▶ Your objective
Report each line of the entries below that has the word "tool" in it.

▶ Recorded data
- - - -
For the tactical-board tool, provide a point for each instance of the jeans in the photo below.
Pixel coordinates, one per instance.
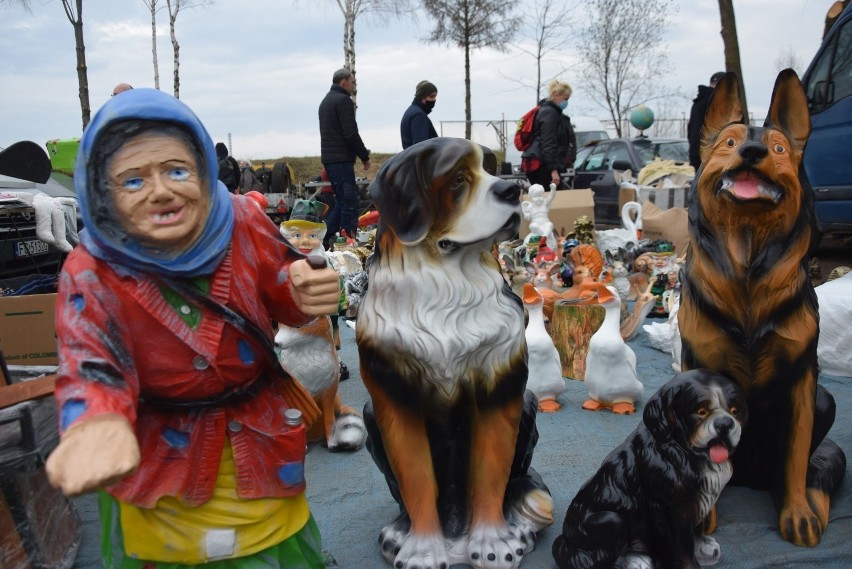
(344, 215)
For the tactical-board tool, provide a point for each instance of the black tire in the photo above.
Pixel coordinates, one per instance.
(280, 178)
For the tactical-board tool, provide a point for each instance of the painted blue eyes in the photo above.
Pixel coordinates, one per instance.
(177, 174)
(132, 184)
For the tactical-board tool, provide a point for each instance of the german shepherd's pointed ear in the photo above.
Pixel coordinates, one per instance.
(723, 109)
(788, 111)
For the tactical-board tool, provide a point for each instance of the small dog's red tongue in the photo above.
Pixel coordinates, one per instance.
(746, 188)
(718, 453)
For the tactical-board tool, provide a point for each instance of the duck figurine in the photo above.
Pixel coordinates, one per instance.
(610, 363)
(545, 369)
- - - -
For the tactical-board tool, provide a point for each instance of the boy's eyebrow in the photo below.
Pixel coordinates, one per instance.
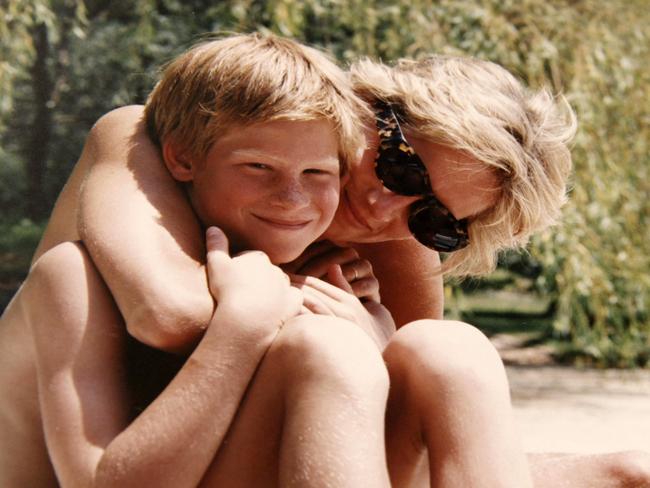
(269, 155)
- - - -
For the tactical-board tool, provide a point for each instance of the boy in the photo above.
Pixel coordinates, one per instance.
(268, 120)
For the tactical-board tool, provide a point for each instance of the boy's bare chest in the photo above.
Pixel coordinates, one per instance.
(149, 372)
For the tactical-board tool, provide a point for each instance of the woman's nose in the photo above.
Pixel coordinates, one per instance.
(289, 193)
- - - -
▶ Worked solution
For the tactical-board tool, provide a point for each instance of the jeans in the photo below.
For the tactical-board tool, provide a point for each instance of the black tire in the photo above.
For the tactical-board tool, provide a point for each instance of the painted blue eyes in the photo above.
For the tactical-board tool, provide a point for each instance of the german shepherd's pointed ear in the photo above.
For the tactical-board tool, provide a point for each instance of the small dog's red tongue in the photo above.
For the tactical-board tool, provide a point for each instance of the duck figurine in the photo above.
For the tactical-board tool, provide a point for each instance of the boy's eyebrow in the photo below.
For the tactical-board tool, provide a point for each instance of the boy in the photo above.
For the tactical-board tool, provide a point for each instance of the boy's bare chest in the photo above.
For the tactical-board tool, provide a point for each instance of the woman's nose in the photo above.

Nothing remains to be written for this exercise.